Count how many lines in the material below contain the string "hedge", treating uppercase and lowercase letters as different. Give only the number.

═════ Data provided ═════

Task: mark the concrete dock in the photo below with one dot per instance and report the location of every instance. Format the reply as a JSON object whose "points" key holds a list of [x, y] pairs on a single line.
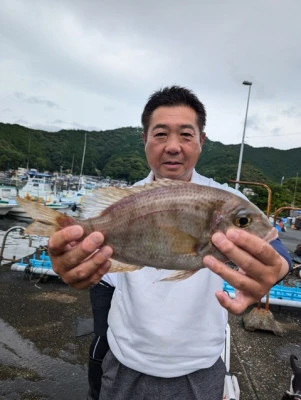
{"points": [[41, 356]]}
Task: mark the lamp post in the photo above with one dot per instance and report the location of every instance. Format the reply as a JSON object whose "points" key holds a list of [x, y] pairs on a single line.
{"points": [[247, 83]]}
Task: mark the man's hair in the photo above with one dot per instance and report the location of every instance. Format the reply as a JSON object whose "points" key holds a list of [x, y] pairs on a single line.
{"points": [[170, 97]]}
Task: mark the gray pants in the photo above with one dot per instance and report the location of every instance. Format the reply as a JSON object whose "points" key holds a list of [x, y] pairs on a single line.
{"points": [[122, 383]]}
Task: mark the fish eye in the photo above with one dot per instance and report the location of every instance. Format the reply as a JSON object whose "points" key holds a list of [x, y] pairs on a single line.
{"points": [[242, 222]]}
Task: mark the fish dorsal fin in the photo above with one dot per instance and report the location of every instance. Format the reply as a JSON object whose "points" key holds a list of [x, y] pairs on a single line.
{"points": [[97, 201]]}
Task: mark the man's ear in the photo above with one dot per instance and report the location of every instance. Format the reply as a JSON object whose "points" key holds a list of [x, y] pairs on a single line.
{"points": [[202, 138]]}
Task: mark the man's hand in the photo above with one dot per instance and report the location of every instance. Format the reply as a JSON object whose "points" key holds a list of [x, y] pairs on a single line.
{"points": [[80, 264], [260, 267]]}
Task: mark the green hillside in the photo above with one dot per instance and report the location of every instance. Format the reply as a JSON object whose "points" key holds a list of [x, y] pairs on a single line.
{"points": [[119, 153]]}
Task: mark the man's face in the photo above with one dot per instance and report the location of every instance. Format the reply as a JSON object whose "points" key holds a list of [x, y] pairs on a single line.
{"points": [[173, 142]]}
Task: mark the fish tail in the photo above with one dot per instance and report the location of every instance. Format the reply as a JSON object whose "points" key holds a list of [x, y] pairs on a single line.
{"points": [[46, 220]]}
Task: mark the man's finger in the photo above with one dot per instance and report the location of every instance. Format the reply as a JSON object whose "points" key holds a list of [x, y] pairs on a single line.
{"points": [[60, 240]]}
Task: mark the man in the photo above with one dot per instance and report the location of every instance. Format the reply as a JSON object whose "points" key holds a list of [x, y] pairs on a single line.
{"points": [[166, 338]]}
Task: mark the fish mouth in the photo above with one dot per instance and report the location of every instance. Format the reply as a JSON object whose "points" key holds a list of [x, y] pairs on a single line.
{"points": [[271, 235]]}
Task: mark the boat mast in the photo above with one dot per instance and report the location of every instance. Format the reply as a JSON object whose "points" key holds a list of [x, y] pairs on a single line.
{"points": [[83, 159]]}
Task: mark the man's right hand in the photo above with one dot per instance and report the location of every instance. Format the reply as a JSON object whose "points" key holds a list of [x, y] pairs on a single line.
{"points": [[80, 263]]}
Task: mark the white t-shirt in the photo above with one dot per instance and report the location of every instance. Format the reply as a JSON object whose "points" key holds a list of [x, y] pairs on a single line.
{"points": [[167, 329]]}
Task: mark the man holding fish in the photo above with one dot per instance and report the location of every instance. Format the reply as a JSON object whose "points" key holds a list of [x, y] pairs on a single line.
{"points": [[167, 328]]}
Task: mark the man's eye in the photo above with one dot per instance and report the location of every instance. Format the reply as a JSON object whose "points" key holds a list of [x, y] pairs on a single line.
{"points": [[158, 134]]}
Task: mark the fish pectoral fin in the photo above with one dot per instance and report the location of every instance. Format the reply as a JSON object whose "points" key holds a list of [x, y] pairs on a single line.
{"points": [[181, 242], [117, 266], [180, 275], [40, 229]]}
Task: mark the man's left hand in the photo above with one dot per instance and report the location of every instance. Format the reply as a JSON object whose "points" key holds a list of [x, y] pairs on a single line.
{"points": [[260, 267]]}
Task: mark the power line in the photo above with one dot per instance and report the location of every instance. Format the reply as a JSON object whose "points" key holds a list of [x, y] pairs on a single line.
{"points": [[275, 136]]}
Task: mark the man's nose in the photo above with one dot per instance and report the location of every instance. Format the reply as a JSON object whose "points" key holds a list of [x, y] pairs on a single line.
{"points": [[173, 144]]}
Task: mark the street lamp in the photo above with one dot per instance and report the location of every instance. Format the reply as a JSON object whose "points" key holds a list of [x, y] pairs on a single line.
{"points": [[247, 83]]}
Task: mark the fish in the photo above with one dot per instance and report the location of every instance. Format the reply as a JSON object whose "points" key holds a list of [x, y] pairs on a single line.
{"points": [[167, 224]]}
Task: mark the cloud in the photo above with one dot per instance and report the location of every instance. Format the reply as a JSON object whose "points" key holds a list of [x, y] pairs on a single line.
{"points": [[36, 100], [95, 63]]}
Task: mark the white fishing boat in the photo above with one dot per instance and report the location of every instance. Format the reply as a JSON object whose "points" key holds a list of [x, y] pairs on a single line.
{"points": [[5, 208]]}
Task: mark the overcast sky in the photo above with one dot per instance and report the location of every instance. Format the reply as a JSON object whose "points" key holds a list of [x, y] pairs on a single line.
{"points": [[92, 64]]}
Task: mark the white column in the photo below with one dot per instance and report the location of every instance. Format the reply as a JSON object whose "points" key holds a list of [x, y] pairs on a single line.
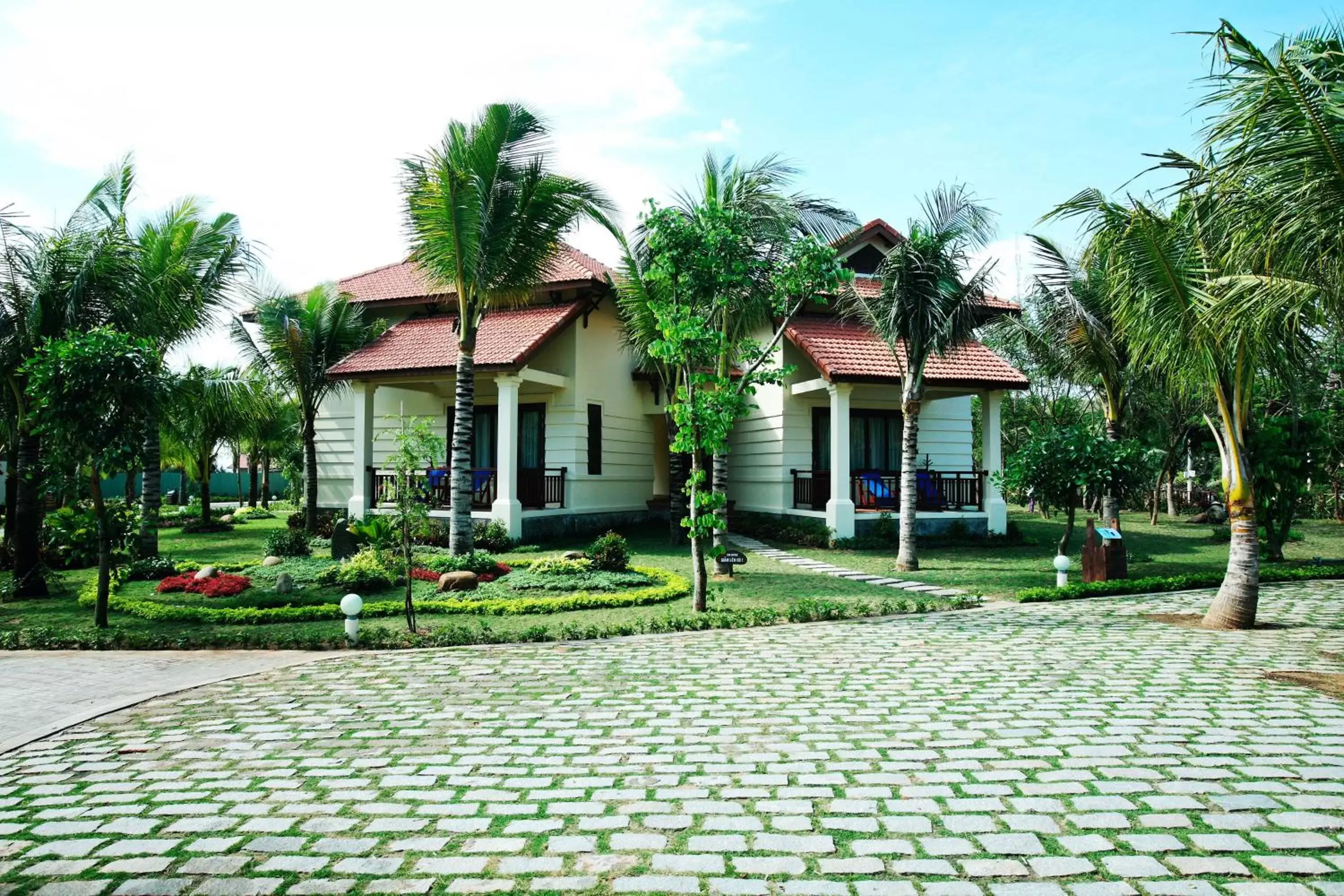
{"points": [[991, 450], [361, 499], [840, 507], [507, 508]]}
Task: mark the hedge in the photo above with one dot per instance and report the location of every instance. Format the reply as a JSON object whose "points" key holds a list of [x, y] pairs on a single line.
{"points": [[670, 586], [459, 634], [1159, 583]]}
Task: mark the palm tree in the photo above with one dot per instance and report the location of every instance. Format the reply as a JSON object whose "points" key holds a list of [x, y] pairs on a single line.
{"points": [[203, 409], [52, 283], [1080, 327], [486, 214], [299, 338], [187, 268], [926, 307], [1175, 307]]}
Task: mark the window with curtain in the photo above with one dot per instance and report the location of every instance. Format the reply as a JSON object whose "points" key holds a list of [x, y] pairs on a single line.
{"points": [[874, 440]]}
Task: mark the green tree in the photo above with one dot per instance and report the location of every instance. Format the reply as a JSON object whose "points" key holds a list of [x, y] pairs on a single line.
{"points": [[925, 308], [89, 393], [297, 339], [486, 214], [414, 447], [1060, 464]]}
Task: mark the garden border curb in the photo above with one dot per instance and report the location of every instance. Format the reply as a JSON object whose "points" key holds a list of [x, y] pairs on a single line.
{"points": [[131, 700]]}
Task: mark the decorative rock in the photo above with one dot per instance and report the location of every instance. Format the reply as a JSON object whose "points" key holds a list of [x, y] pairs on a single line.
{"points": [[460, 581]]}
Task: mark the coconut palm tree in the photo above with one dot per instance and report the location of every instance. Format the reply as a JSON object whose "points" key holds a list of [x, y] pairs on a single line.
{"points": [[486, 214], [1175, 303], [1080, 328], [928, 307], [52, 283], [297, 339]]}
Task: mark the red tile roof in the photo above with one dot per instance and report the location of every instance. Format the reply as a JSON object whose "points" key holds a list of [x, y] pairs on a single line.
{"points": [[850, 351], [405, 281], [507, 340], [870, 287]]}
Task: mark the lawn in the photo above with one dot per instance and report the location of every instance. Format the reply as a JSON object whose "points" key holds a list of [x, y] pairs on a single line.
{"points": [[758, 586], [1167, 548]]}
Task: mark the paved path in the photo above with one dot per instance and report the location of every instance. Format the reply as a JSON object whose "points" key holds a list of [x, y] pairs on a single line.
{"points": [[1049, 750], [45, 691], [840, 573]]}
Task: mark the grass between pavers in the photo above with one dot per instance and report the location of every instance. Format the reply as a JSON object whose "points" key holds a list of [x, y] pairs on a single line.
{"points": [[762, 593], [1168, 548]]}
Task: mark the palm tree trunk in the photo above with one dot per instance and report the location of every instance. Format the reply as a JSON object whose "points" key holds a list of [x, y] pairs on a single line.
{"points": [[27, 520], [265, 480], [721, 487], [100, 508], [908, 555], [464, 425], [1236, 605], [310, 474]]}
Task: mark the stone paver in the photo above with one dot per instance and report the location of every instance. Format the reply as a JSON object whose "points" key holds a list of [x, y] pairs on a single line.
{"points": [[1047, 750]]}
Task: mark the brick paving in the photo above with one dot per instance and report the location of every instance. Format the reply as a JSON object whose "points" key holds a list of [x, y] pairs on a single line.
{"points": [[1045, 750]]}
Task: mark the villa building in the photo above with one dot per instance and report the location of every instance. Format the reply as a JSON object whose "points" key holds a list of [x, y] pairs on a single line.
{"points": [[570, 437]]}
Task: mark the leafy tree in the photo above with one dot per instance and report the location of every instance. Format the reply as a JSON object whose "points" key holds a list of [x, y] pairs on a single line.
{"points": [[928, 308], [297, 339], [1060, 464], [486, 214], [52, 283], [416, 447], [89, 393]]}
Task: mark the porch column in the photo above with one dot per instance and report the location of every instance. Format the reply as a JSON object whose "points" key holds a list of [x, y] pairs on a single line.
{"points": [[840, 507], [507, 508], [991, 452], [362, 497]]}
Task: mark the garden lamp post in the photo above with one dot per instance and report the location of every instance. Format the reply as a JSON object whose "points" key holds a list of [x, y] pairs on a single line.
{"points": [[351, 605]]}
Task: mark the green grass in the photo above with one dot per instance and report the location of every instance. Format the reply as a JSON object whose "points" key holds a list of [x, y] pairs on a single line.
{"points": [[1174, 547], [760, 585]]}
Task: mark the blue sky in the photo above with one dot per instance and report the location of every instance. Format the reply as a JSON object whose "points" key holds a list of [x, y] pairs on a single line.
{"points": [[296, 123]]}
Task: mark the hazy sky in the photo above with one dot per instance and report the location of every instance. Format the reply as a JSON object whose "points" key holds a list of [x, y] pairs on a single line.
{"points": [[295, 116]]}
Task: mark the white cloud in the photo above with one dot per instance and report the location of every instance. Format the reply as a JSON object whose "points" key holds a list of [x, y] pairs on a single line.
{"points": [[293, 115]]}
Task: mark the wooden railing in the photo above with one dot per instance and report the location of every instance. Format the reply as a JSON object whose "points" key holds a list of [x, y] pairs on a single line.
{"points": [[537, 488], [879, 491]]}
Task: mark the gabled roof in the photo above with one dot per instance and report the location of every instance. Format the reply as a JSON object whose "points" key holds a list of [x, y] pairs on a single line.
{"points": [[847, 351], [405, 283], [506, 340]]}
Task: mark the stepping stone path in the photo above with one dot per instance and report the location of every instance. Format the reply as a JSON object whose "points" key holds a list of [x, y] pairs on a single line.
{"points": [[1042, 750], [764, 550]]}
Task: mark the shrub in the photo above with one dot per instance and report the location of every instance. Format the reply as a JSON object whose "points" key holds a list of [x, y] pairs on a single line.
{"points": [[147, 569], [288, 543], [220, 586], [609, 552], [491, 535]]}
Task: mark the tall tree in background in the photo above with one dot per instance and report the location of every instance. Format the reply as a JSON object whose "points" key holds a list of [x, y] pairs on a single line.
{"points": [[297, 339], [928, 307], [53, 283], [486, 214]]}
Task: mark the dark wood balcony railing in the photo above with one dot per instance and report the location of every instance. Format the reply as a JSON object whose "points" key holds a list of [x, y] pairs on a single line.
{"points": [[879, 491], [537, 488]]}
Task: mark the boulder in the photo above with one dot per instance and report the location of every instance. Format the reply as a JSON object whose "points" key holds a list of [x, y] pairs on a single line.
{"points": [[460, 581]]}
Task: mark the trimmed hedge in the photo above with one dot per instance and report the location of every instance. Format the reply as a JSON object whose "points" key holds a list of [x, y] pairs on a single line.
{"points": [[1158, 583], [668, 587]]}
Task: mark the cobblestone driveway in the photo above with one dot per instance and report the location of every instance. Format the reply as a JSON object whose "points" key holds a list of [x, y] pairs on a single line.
{"points": [[1022, 751]]}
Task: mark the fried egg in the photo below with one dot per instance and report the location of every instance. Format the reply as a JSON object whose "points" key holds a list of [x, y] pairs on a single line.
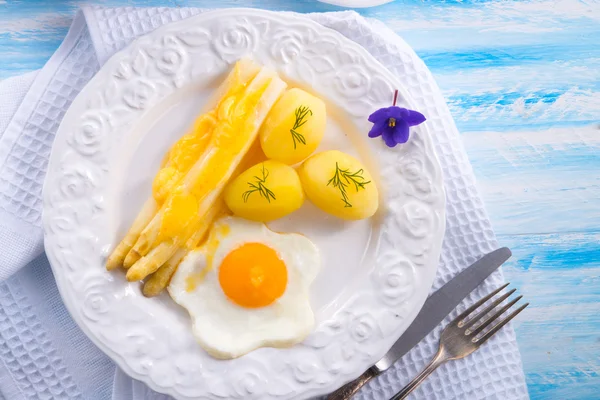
{"points": [[247, 287]]}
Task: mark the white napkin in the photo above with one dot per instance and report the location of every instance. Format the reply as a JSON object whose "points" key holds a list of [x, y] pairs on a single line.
{"points": [[44, 354]]}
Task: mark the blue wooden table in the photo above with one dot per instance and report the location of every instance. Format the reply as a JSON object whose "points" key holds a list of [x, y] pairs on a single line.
{"points": [[522, 80]]}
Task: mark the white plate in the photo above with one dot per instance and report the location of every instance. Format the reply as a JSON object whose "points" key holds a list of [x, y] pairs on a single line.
{"points": [[376, 273], [356, 3]]}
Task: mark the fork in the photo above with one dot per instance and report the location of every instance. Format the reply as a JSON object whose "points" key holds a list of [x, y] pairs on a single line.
{"points": [[462, 337]]}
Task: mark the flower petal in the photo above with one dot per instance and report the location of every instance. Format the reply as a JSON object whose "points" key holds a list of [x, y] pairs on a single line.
{"points": [[378, 128], [388, 137], [379, 115], [401, 132], [396, 112], [414, 118]]}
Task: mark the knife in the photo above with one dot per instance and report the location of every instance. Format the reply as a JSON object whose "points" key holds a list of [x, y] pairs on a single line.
{"points": [[435, 309]]}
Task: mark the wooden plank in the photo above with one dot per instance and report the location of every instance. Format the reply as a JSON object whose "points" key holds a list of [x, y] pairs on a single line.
{"points": [[522, 80], [559, 334], [539, 181]]}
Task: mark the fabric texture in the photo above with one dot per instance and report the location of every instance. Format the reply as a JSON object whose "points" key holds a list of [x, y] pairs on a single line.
{"points": [[43, 354]]}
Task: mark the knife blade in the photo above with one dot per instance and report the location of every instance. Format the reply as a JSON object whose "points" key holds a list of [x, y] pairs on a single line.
{"points": [[435, 309]]}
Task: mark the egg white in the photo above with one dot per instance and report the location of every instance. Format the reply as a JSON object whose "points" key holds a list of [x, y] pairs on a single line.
{"points": [[226, 330]]}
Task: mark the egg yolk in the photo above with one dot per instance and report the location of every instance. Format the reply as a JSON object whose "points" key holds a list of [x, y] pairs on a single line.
{"points": [[253, 275]]}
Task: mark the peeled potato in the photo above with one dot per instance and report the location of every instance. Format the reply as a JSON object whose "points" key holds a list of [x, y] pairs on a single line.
{"points": [[340, 185], [294, 127], [267, 191]]}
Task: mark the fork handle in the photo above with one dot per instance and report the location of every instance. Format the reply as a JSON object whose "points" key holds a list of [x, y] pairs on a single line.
{"points": [[438, 360], [349, 389]]}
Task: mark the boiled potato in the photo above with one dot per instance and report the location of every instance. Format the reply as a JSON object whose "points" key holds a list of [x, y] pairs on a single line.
{"points": [[340, 185], [294, 127], [269, 190]]}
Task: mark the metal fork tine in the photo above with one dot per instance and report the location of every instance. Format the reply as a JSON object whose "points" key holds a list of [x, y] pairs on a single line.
{"points": [[479, 303], [489, 308], [491, 319], [499, 325]]}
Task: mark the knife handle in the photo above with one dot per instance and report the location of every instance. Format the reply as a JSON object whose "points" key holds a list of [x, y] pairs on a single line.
{"points": [[349, 389]]}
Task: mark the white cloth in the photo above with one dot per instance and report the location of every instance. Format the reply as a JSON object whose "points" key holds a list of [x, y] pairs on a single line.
{"points": [[43, 354]]}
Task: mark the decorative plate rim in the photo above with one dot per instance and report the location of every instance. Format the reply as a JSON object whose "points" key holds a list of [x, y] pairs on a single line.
{"points": [[70, 202]]}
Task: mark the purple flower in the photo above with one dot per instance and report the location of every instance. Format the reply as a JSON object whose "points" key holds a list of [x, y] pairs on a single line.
{"points": [[392, 123]]}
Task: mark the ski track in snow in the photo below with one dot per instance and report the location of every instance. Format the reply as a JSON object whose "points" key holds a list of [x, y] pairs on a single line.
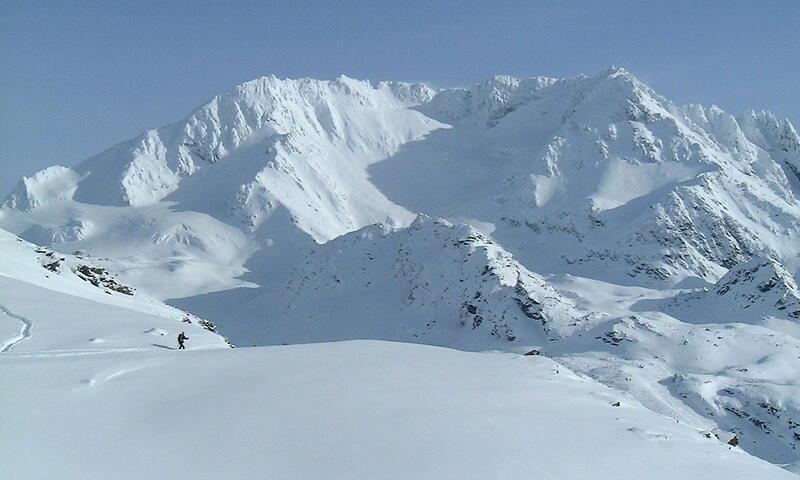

═════

Answer in full =>
2